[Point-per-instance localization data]
§ §
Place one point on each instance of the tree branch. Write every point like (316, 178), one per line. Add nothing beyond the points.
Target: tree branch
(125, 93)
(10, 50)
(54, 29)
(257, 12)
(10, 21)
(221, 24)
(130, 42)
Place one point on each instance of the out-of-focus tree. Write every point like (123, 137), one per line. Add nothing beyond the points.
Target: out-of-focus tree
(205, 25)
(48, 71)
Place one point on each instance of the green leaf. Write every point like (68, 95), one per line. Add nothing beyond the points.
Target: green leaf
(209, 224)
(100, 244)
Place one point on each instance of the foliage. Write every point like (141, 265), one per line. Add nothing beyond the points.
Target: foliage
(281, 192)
§ §
TASK DIRECTIONS: Repeat the records, every one of them, without any deviation.

SOLUTION FOR THIS EXERCISE:
Place one point on each instance of the tree branch. Write every point like (316, 178), one per line. Add nothing beyond the points.
Target: tree branch
(125, 93)
(10, 50)
(54, 29)
(257, 12)
(10, 21)
(221, 24)
(130, 42)
Place one point on each instance of the out-of-focus tree. Write every point like (123, 137), one per line. Add nothing beyond the points.
Target: out-of-focus tree
(205, 25)
(48, 71)
Place one point on each instance of the green leaf. Write every point like (68, 95), one per line. Add nothing beyond the points.
Target: green leaf
(209, 224)
(100, 244)
Place one point on each instance of the foliage. Write every point like (141, 265), one per line. Add nothing beyond the points.
Target: foliage
(281, 192)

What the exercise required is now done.